**Assignment**
Print every record below exactly as written.

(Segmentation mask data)
┄┄┄┄┄┄

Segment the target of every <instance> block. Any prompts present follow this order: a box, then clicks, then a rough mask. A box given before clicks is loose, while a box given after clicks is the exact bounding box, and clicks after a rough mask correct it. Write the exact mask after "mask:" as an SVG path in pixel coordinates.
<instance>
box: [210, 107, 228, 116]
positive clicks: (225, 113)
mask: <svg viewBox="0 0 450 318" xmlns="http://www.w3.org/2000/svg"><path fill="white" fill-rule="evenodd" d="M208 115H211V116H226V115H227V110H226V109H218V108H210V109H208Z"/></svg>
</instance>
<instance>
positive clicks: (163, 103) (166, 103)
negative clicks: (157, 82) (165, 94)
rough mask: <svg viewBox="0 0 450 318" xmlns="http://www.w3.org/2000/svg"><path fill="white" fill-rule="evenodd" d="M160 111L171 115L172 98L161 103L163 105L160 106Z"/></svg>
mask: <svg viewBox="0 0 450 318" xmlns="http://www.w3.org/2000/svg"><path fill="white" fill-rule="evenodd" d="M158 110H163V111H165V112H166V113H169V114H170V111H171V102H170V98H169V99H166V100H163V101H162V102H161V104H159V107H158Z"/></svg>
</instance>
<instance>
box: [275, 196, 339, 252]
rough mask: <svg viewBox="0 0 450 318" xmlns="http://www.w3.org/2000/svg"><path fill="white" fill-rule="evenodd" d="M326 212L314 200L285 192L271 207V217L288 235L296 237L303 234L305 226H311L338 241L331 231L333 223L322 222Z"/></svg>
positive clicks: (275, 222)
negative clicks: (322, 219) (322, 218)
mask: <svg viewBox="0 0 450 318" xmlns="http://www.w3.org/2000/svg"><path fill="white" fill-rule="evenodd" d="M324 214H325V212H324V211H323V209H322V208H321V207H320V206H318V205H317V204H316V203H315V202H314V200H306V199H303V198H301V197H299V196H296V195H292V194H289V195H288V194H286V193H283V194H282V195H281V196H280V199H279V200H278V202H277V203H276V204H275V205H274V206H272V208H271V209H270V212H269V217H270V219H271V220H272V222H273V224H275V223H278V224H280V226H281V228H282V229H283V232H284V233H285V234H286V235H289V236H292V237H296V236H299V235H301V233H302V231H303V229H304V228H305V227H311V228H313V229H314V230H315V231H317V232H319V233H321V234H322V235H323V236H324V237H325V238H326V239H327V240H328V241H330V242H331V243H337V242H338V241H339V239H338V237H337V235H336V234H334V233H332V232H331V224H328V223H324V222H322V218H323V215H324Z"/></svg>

┄┄┄┄┄┄

**Exercise answer**
Segment the target of every <instance> block. Any prompts present follow this order: a box, then clicks, then a rough mask. A box given before clicks is loose, while a box given after clicks is the exact bounding box, and clicks after a rough mask correct it. Write the exact mask after "mask:" as an SVG path in pixel coordinates.
<instance>
box: [210, 107, 228, 116]
positive clicks: (225, 113)
mask: <svg viewBox="0 0 450 318" xmlns="http://www.w3.org/2000/svg"><path fill="white" fill-rule="evenodd" d="M208 115H211V116H226V115H227V110H226V109H218V108H210V109H208Z"/></svg>
</instance>
<instance>
positive clicks: (163, 103) (166, 103)
negative clicks: (157, 82) (165, 94)
rough mask: <svg viewBox="0 0 450 318" xmlns="http://www.w3.org/2000/svg"><path fill="white" fill-rule="evenodd" d="M160 111L171 115L172 98L161 103L163 105L160 106Z"/></svg>
mask: <svg viewBox="0 0 450 318" xmlns="http://www.w3.org/2000/svg"><path fill="white" fill-rule="evenodd" d="M158 110H163V111H165V112H166V113H169V114H170V111H171V102H170V98H169V99H166V100H163V101H162V102H161V104H159V107H158Z"/></svg>
</instance>
<instance>
box: [275, 196, 339, 252]
rough mask: <svg viewBox="0 0 450 318" xmlns="http://www.w3.org/2000/svg"><path fill="white" fill-rule="evenodd" d="M326 212L314 200L285 192L271 207V217L288 235L296 237L303 234L305 226H311L338 241L331 231L333 223L322 222Z"/></svg>
positive clicks: (275, 222)
negative clicks: (322, 219) (322, 218)
mask: <svg viewBox="0 0 450 318" xmlns="http://www.w3.org/2000/svg"><path fill="white" fill-rule="evenodd" d="M324 214H325V212H324V211H323V209H322V208H321V207H320V206H318V205H317V204H316V203H315V202H314V200H306V199H303V198H301V197H299V196H296V195H292V194H289V195H288V194H286V193H283V194H282V195H281V196H280V199H279V200H278V202H277V203H276V204H275V205H274V206H272V208H271V209H270V212H269V217H270V219H271V220H272V222H273V224H275V223H278V224H280V226H281V228H282V229H283V232H284V233H285V234H286V235H289V236H292V237H296V236H299V235H301V233H302V231H303V229H304V228H305V227H311V228H313V229H314V230H315V231H317V232H319V233H321V234H322V235H323V236H324V237H325V238H326V239H327V240H328V241H330V242H331V243H337V242H338V241H339V239H338V237H337V235H336V234H334V233H332V232H331V224H328V223H324V222H322V218H323V215H324Z"/></svg>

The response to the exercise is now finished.